▶ **KURZAUFTRAG**
Gib die Einträge wortgetreu aus, beginnend am Anfang der Einträge und endend mit der Zeile, die "329L398 323L402 321L402" enthält, wobei beide Grenzen eingeschlossen sind. Bilder werden dabei nicht in die Ausgabe übernommen.

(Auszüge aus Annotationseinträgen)

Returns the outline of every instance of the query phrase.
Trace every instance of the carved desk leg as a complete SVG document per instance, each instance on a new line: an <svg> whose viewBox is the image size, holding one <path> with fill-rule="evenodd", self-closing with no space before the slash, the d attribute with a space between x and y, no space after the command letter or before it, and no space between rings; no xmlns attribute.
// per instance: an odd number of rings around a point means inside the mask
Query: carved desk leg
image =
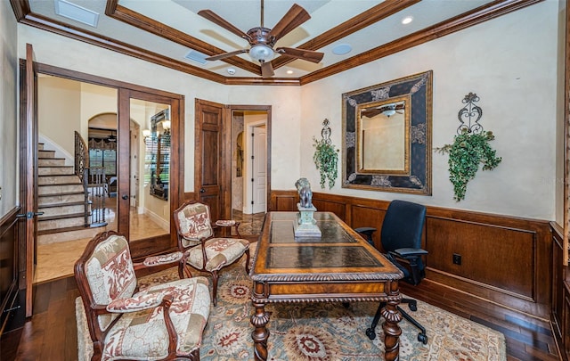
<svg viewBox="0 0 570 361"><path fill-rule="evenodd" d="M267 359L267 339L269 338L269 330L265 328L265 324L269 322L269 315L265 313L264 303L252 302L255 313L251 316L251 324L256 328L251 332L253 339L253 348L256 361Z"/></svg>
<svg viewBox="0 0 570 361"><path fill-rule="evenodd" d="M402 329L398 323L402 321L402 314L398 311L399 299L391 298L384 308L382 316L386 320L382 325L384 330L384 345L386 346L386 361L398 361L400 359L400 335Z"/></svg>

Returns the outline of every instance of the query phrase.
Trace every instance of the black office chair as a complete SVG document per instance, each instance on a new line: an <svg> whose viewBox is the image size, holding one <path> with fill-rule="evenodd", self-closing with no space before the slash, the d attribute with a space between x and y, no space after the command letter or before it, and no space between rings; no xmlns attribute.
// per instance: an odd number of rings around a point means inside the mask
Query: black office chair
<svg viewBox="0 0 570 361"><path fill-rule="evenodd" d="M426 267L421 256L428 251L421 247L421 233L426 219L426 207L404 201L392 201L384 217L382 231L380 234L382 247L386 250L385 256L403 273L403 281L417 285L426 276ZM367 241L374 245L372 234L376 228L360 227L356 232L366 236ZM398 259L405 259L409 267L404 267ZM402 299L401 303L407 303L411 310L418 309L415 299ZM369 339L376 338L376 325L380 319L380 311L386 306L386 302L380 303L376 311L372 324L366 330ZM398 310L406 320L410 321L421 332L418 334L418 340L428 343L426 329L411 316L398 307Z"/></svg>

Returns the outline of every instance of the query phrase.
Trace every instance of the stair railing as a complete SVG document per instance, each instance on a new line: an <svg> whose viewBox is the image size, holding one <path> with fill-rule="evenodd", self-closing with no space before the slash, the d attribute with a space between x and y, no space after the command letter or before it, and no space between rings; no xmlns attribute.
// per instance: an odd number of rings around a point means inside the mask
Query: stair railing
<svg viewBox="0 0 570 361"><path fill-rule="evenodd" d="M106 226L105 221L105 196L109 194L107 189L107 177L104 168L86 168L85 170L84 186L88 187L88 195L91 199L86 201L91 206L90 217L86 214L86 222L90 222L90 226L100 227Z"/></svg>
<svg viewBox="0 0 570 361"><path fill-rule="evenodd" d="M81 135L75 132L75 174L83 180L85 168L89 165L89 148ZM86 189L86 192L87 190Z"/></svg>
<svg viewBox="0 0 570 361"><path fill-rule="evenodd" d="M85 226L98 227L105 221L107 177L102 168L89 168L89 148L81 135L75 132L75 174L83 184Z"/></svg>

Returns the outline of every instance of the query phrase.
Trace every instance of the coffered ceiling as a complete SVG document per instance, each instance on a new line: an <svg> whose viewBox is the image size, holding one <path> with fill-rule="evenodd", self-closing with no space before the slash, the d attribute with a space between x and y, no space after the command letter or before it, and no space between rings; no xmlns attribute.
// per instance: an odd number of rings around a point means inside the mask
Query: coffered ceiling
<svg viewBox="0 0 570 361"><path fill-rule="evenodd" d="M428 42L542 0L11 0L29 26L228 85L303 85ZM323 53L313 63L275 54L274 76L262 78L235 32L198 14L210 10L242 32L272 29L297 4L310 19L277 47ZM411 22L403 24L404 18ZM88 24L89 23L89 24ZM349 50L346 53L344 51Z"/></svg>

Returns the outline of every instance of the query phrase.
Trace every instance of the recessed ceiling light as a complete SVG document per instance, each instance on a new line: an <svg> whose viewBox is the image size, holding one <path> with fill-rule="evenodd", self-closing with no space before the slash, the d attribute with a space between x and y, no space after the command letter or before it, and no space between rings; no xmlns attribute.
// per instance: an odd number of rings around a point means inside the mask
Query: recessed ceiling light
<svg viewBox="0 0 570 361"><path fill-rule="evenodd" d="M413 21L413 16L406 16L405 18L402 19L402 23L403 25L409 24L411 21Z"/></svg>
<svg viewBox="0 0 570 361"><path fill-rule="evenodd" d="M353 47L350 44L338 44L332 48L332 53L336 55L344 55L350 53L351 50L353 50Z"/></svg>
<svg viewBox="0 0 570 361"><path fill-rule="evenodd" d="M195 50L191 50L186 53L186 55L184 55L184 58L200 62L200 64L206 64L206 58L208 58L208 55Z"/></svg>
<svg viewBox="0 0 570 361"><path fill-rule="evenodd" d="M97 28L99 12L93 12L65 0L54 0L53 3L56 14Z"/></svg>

▶ **VOLLSTÄNDIGE AUSGABE**
Returns the outline of every instance of the query phrase.
Trace every instance of the carved desk leg as a complete SVG document per instance, each instance on a new line: an <svg> whose viewBox is the image size, holding one <path> with fill-rule="evenodd", self-closing with no space before the slash, the d attribute with a space between x and y, no space after the command letter or before it, and no space between rings; no xmlns attribute.
// per instance: an odd number of rings around a point means inside the mask
Query: carved desk leg
image =
<svg viewBox="0 0 570 361"><path fill-rule="evenodd" d="M267 359L267 339L269 338L269 330L265 328L265 324L269 322L269 315L265 313L264 303L252 302L255 313L251 316L251 324L256 328L251 332L253 339L253 348L256 361Z"/></svg>
<svg viewBox="0 0 570 361"><path fill-rule="evenodd" d="M402 329L398 323L402 321L402 314L398 311L399 299L391 298L384 308L382 316L386 320L382 325L384 330L384 345L386 346L386 361L398 361L400 359L400 335Z"/></svg>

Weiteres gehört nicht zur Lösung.